▸ **WHAT IS ASKED**: Could you write out the records below exactly as they appear, leaving out any pictures?

# # # #

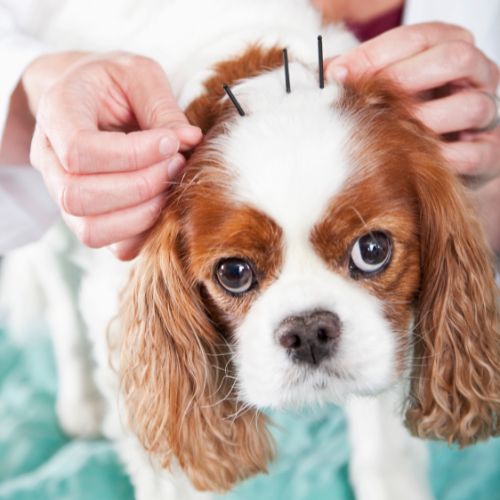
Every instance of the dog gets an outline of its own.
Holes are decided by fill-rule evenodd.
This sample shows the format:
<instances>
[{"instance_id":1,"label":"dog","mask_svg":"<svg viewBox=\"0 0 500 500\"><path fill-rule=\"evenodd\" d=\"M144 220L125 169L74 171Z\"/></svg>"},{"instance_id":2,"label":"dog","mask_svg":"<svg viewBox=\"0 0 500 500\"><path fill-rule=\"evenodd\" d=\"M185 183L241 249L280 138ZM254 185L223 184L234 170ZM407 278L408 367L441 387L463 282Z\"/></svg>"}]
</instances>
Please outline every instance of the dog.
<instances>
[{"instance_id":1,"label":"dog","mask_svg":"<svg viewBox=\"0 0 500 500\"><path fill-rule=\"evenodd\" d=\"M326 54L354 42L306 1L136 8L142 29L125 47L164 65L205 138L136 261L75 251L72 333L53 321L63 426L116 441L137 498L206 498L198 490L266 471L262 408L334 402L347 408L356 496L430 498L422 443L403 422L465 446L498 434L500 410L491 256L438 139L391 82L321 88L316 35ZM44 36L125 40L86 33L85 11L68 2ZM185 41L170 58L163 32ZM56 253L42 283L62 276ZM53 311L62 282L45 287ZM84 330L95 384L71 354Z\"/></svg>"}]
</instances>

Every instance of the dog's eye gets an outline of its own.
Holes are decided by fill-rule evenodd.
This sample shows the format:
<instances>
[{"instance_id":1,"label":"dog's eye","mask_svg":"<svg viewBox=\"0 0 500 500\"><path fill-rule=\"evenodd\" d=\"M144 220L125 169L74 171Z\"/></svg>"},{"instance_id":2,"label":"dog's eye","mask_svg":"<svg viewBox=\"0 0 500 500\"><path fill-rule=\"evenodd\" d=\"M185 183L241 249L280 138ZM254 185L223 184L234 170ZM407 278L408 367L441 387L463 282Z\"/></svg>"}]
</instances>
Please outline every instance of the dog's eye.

# # # #

▸ **THE ANSWER**:
Every instance of the dog gets an outline of its own.
Holes are decided by fill-rule evenodd.
This sample shows the format:
<instances>
[{"instance_id":1,"label":"dog","mask_svg":"<svg viewBox=\"0 0 500 500\"><path fill-rule=\"evenodd\" d=\"M144 220L125 169L74 171Z\"/></svg>"},{"instance_id":2,"label":"dog","mask_svg":"<svg viewBox=\"0 0 500 500\"><path fill-rule=\"evenodd\" d=\"M185 183L241 249L280 138ZM254 185L223 184L234 170ZM407 278L408 367L441 387L463 282Z\"/></svg>"}]
</instances>
Please outline every instance of the dog.
<instances>
[{"instance_id":1,"label":"dog","mask_svg":"<svg viewBox=\"0 0 500 500\"><path fill-rule=\"evenodd\" d=\"M326 54L354 42L306 1L136 8L142 29L125 47L164 65L205 138L136 261L75 251L72 333L53 321L63 426L116 441L137 498L206 498L198 490L266 471L262 408L334 402L347 408L356 496L430 498L422 443L403 422L465 446L498 434L500 410L491 256L438 139L391 82L321 88L316 35ZM44 36L125 40L86 33L85 11L68 2ZM185 41L170 58L163 32ZM56 253L42 283L62 276ZM53 311L62 282L45 287ZM84 330L95 384L71 354Z\"/></svg>"}]
</instances>

Every instance of the dog's eye gets an outline of its own.
Holes are decided by fill-rule evenodd.
This sample shows the format:
<instances>
[{"instance_id":1,"label":"dog's eye","mask_svg":"<svg viewBox=\"0 0 500 500\"><path fill-rule=\"evenodd\" d=\"M144 220L125 169L74 171Z\"/></svg>"},{"instance_id":2,"label":"dog's eye","mask_svg":"<svg viewBox=\"0 0 500 500\"><path fill-rule=\"evenodd\" d=\"M185 183L241 249L280 138ZM254 185L223 184L234 170ZM407 278L408 367L441 387L463 282Z\"/></svg>"}]
</instances>
Please outline every instance of the dog's eye.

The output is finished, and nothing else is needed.